- **Exercise details**:
Starting with the line that contains "slat basket in the photo above.", set down each line through the end of the entries below, exactly and with nothing added.
· · · · · · ·
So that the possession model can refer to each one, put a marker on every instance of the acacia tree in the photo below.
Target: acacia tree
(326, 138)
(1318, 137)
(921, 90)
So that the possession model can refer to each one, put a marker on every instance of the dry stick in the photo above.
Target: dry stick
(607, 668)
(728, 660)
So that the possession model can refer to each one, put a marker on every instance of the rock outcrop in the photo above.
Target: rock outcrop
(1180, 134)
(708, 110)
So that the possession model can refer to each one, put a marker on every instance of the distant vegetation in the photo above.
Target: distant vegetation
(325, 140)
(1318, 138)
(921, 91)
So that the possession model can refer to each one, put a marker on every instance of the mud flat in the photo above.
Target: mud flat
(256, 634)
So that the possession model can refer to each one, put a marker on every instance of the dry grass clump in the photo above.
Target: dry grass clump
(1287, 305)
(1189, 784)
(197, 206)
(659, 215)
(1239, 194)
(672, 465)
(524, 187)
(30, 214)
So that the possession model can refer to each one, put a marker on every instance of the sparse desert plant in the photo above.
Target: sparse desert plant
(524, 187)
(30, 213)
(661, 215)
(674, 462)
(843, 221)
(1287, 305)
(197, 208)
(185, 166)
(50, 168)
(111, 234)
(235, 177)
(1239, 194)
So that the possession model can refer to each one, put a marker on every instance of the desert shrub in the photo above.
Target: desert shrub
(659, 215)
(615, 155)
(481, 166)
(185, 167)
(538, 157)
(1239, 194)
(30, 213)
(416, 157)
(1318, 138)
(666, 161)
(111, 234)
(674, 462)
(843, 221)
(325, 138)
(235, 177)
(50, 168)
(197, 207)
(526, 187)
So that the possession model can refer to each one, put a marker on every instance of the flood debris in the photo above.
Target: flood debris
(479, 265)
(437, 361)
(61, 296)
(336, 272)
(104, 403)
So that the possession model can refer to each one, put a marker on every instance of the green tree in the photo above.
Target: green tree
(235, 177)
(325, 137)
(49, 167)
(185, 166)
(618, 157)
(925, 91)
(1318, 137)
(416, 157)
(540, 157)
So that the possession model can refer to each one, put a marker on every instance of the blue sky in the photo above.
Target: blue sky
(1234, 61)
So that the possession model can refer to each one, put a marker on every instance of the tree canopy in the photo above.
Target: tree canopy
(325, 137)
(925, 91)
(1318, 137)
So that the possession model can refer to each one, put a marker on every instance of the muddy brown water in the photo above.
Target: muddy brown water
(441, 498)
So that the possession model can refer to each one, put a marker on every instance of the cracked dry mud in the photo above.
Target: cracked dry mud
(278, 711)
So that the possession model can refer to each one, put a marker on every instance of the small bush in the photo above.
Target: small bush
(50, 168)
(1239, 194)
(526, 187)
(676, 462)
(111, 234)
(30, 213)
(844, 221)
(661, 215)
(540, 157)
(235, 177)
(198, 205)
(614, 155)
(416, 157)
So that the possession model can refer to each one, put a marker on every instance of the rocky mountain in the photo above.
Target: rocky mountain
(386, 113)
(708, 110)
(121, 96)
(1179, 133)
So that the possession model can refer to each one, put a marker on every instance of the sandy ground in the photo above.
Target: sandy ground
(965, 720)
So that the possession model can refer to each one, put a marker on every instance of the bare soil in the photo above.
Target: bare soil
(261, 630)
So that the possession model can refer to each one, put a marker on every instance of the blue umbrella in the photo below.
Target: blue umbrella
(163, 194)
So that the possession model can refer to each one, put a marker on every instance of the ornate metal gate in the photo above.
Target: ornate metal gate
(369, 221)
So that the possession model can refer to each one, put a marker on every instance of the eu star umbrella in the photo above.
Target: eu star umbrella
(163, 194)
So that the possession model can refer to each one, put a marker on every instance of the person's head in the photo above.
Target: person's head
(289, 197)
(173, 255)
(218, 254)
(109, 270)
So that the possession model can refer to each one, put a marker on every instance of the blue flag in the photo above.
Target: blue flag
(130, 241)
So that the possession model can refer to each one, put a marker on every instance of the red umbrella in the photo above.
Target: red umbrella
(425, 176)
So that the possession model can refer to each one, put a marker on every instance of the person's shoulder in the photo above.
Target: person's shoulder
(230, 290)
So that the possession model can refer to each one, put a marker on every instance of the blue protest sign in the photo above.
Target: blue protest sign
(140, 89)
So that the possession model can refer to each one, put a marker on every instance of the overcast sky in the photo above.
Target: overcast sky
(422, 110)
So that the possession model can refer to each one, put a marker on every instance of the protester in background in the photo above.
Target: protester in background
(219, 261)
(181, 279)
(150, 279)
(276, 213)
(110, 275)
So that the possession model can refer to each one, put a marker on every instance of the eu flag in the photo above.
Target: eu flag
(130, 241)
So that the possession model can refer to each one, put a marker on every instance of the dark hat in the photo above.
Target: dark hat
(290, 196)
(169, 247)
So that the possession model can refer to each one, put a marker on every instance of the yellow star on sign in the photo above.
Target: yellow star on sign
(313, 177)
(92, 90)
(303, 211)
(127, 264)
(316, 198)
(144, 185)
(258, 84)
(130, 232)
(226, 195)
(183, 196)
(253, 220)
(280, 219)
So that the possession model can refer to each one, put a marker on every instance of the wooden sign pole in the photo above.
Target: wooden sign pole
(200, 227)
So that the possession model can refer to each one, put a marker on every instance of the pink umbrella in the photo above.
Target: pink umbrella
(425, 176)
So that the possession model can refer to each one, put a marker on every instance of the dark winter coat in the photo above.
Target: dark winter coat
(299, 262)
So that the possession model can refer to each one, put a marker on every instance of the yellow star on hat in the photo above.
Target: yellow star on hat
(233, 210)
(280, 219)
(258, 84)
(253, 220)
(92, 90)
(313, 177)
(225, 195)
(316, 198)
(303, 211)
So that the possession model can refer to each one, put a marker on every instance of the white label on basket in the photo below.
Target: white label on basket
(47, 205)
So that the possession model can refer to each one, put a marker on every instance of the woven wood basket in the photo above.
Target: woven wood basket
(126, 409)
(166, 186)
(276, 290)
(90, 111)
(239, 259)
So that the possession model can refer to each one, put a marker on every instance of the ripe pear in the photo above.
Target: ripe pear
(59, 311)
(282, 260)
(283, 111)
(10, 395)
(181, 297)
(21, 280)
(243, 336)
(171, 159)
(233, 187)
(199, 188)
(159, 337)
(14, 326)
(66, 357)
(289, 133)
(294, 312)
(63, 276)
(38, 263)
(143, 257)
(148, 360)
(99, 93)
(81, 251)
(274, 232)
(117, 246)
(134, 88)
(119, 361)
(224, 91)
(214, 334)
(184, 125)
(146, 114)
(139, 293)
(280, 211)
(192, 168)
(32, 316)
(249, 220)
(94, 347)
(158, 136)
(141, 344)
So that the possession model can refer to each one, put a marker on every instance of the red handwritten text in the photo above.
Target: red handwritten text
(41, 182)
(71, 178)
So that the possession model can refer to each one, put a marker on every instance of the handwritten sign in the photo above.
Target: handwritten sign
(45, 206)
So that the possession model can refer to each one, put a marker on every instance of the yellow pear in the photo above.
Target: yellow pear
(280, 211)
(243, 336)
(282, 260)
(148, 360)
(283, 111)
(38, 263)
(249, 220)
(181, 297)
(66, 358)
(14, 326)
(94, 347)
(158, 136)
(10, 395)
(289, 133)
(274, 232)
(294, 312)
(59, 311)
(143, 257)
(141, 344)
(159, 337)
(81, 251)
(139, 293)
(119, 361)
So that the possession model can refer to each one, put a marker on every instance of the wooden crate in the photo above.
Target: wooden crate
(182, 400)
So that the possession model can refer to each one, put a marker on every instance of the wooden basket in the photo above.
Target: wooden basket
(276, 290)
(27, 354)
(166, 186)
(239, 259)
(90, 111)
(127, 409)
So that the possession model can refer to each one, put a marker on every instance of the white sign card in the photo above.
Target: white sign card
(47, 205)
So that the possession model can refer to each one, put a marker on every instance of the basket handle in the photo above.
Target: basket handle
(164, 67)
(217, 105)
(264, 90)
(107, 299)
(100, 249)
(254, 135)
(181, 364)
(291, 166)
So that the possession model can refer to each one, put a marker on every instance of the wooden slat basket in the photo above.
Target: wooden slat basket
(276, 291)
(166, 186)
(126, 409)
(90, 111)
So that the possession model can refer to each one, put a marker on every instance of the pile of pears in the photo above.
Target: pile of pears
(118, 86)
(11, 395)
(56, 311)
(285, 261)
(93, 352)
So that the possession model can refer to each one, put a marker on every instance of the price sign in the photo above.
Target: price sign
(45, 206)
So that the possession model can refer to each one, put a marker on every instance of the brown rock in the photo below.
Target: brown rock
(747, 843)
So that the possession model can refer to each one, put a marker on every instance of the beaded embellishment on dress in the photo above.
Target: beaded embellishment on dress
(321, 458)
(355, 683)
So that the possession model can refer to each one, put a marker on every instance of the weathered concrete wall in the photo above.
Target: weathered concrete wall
· · · · · · ·
- **Solution to the exercise**:
So that the possession model can refer to each one, put a marker on every instance of the wooden slat basket in the photo above.
Target: wooden slat basket
(276, 291)
(166, 186)
(126, 409)
(90, 111)
So that the possession model can refer to each one, put a marker on every instance of the pile of pears in the photo above.
Target: pile of pears
(118, 86)
(11, 395)
(56, 311)
(285, 261)
(93, 352)
So that the possession model can refer to each one, put a marker on every instance of the price sign in the photo above.
Target: price sign
(45, 206)
So that the possession model can refer to each one, put a marker on every instance of the brown rock in the photo below.
Target: brown rock
(747, 843)
So that the possession model can refer to each one, put a marker on every instance of the beaded embellishment on dress in the photo above.
Target: beaded embellishment on dress
(321, 458)
(355, 683)
So that the possession model can refer to each one, put a marker on every instance of the weathered concrete wall in the photo above.
Target: weathered concrete wall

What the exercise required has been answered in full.